[Start Material supplied]

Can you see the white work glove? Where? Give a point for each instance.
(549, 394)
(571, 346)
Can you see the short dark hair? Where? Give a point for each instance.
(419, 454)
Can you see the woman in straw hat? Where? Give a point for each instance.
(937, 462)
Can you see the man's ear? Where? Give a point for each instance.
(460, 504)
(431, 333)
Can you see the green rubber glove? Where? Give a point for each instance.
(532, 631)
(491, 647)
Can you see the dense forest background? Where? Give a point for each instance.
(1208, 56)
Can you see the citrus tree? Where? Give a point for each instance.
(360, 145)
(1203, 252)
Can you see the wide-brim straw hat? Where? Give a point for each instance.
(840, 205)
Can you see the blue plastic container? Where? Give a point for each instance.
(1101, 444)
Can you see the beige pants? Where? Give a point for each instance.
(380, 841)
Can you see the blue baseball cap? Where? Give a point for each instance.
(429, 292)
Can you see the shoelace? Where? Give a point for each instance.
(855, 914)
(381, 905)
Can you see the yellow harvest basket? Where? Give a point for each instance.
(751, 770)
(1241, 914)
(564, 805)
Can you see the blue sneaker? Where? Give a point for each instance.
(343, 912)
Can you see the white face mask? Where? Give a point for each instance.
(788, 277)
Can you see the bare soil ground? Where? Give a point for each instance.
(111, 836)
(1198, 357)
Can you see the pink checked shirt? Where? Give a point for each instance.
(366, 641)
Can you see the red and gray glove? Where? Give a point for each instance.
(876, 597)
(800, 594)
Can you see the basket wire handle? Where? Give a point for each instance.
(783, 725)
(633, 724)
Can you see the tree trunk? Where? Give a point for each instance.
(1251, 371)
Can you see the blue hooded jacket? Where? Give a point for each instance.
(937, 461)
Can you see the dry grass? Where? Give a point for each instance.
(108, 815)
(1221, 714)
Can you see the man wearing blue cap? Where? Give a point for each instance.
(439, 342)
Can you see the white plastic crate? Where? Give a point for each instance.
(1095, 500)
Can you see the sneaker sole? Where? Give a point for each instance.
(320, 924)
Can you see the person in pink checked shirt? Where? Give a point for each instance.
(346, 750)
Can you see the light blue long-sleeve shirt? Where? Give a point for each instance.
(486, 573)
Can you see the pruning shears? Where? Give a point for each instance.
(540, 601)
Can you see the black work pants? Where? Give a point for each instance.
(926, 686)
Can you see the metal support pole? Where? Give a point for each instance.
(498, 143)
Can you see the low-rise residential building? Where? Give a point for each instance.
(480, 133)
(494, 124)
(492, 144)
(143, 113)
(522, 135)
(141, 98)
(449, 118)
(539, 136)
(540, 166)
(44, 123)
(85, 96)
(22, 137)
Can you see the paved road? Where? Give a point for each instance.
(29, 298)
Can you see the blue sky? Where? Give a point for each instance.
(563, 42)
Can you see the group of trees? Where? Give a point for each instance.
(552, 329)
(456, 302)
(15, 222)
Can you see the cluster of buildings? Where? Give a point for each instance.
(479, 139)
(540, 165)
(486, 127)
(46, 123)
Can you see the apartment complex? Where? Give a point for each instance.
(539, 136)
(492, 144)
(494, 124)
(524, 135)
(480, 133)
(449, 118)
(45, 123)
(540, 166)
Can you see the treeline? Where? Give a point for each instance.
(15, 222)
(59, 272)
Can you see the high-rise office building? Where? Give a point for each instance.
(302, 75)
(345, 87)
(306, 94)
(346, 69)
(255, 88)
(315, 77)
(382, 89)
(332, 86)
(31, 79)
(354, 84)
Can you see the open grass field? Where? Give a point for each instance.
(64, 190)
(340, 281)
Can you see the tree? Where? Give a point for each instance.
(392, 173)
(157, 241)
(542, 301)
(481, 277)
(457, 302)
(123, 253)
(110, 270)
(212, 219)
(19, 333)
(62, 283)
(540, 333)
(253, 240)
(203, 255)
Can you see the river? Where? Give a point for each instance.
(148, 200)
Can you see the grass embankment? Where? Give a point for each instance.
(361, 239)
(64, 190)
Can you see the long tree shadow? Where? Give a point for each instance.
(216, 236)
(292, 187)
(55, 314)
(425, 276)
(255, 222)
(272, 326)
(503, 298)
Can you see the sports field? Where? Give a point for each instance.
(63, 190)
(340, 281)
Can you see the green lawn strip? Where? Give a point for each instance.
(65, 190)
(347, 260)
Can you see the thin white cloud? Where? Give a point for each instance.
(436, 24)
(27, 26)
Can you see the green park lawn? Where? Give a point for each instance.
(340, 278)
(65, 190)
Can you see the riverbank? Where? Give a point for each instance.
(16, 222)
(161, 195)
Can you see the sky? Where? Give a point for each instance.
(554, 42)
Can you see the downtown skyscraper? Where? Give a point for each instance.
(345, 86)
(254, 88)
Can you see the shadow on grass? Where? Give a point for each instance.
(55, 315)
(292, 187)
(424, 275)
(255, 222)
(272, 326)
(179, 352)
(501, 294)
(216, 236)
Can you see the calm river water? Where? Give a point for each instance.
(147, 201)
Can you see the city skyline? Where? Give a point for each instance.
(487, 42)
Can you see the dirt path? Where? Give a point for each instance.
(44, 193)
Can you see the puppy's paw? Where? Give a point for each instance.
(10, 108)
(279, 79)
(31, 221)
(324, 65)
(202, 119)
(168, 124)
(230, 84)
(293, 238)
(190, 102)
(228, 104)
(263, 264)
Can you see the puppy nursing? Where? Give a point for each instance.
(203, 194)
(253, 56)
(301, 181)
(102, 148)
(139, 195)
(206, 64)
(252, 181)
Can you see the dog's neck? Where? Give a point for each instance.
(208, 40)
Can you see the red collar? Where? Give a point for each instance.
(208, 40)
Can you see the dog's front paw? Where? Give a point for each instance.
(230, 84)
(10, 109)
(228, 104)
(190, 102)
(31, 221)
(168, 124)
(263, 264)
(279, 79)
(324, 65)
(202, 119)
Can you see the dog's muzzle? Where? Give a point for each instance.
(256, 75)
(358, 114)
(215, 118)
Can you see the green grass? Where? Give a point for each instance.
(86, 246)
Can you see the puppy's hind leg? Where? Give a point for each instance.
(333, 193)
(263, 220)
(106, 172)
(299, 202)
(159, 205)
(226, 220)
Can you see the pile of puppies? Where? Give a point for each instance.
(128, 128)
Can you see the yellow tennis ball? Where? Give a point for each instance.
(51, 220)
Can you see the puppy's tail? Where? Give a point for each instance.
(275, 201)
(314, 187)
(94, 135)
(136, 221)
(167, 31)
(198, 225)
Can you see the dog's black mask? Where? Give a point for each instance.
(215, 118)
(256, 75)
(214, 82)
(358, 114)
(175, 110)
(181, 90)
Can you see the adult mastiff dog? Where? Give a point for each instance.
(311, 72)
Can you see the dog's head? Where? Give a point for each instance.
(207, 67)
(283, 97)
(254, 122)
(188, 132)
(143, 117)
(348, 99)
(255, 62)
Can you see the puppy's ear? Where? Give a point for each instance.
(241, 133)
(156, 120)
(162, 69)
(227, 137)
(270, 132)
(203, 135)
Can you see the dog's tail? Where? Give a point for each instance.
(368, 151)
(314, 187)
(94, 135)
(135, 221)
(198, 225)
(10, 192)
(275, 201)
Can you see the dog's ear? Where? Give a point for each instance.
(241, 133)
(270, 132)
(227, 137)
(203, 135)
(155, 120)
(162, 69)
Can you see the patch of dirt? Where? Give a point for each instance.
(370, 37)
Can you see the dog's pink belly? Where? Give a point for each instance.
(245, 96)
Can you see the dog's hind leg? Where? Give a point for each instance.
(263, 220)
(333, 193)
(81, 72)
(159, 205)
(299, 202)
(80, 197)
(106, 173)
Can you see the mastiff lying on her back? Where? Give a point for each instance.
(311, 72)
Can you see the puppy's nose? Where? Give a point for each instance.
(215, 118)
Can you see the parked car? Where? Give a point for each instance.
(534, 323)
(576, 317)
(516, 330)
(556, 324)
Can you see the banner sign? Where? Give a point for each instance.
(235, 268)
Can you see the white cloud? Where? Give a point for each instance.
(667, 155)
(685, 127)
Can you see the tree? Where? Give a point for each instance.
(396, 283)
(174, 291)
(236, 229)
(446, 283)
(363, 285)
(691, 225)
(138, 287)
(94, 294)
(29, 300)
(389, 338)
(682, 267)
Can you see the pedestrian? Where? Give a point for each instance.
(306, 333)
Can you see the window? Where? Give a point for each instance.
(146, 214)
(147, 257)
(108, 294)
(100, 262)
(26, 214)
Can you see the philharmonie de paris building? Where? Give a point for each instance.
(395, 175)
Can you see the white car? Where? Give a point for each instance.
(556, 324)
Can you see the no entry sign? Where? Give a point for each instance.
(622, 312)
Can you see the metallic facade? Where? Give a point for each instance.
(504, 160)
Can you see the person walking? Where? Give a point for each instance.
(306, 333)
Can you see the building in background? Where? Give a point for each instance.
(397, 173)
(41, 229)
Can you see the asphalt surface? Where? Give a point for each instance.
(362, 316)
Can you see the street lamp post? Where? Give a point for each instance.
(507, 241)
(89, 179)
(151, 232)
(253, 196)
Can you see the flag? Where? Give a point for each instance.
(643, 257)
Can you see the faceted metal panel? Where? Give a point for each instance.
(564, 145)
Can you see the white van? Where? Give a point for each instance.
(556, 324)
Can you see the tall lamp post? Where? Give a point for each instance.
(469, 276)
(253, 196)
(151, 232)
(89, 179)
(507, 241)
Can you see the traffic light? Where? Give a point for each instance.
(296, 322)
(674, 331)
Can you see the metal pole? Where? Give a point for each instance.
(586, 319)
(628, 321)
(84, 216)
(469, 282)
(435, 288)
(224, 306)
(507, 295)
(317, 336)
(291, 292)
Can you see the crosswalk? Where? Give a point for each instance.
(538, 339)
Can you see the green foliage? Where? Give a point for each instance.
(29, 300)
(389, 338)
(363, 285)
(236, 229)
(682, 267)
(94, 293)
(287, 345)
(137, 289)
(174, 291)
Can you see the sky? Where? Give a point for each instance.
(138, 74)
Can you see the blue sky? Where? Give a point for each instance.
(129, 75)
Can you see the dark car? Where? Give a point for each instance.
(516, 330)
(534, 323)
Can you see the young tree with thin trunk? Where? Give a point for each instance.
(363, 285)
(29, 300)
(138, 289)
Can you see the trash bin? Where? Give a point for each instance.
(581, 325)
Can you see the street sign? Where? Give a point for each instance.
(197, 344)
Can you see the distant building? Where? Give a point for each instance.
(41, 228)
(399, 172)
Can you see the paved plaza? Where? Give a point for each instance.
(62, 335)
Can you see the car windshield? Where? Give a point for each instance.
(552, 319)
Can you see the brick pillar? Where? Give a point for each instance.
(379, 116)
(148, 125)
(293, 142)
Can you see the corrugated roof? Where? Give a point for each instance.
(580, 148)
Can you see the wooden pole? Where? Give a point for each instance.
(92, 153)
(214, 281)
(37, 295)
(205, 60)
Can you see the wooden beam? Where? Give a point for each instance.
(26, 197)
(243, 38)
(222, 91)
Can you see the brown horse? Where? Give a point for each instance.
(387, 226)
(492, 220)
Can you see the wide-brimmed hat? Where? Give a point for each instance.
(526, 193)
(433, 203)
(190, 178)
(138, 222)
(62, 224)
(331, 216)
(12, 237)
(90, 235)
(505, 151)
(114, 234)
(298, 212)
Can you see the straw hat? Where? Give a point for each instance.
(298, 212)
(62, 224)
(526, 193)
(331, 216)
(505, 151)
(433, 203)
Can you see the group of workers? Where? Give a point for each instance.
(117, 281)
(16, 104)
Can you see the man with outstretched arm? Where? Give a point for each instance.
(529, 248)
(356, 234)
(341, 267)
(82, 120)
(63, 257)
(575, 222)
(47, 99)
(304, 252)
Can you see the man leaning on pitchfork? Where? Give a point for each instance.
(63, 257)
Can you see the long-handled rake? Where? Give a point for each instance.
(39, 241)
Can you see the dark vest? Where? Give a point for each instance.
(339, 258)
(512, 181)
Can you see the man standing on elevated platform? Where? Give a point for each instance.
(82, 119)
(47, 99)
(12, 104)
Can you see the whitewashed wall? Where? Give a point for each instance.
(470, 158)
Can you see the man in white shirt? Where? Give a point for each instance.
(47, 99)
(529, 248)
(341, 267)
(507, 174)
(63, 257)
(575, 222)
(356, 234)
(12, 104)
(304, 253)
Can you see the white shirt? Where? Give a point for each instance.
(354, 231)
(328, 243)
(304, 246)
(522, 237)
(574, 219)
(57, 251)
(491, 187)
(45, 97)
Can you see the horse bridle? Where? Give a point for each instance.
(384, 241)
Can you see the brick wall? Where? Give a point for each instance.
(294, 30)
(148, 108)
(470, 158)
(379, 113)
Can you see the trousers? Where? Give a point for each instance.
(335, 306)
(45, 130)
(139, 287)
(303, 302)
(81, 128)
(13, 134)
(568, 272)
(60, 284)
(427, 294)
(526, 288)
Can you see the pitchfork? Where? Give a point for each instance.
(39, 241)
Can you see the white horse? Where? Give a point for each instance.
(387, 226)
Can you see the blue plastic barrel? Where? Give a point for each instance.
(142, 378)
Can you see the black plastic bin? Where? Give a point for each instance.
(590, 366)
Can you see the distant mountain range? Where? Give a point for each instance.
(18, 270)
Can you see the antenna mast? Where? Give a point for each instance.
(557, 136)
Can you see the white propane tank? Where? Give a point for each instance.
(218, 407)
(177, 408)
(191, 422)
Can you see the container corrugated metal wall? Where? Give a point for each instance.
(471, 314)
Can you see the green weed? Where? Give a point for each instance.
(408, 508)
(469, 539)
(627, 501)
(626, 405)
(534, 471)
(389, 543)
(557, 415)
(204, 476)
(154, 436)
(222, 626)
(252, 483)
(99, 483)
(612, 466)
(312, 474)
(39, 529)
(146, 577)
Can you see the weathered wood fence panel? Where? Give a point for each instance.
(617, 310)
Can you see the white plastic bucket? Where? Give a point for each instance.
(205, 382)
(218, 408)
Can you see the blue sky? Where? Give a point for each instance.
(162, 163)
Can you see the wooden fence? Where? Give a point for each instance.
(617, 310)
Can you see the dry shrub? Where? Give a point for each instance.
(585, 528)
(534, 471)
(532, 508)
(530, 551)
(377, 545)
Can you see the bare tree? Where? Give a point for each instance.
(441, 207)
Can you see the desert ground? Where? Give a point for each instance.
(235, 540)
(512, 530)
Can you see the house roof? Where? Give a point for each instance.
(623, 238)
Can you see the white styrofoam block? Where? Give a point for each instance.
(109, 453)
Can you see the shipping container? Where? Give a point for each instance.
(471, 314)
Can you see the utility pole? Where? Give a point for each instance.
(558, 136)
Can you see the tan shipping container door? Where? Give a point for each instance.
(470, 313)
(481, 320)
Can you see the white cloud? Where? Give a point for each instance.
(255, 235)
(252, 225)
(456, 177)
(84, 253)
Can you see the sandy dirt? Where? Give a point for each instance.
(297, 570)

[End Material supplied]

Exercise aim: Locate "Can you see the house" in the data above. Then repeat, exactly, its line and each line after it through the last, adding nothing.

Response to the task:
Can you see the house roof? Where? Give a point for each instance.
(623, 238)
Can you see the white styrofoam block? Where? Give a point for each instance.
(109, 453)
Can you see the shipping container? Where? Give a point for each instance.
(471, 314)
Can you see the utility pole? Where? Give a point for each instance.
(558, 136)
Can you see the tan shipping container door? Where? Give a point for each instance.
(470, 313)
(481, 320)
Can you see the white cloud? Where? Give a point for each instance.
(255, 235)
(252, 225)
(456, 177)
(84, 253)
Can you see the sandy dirt? Where? Give a point for each instance.
(297, 570)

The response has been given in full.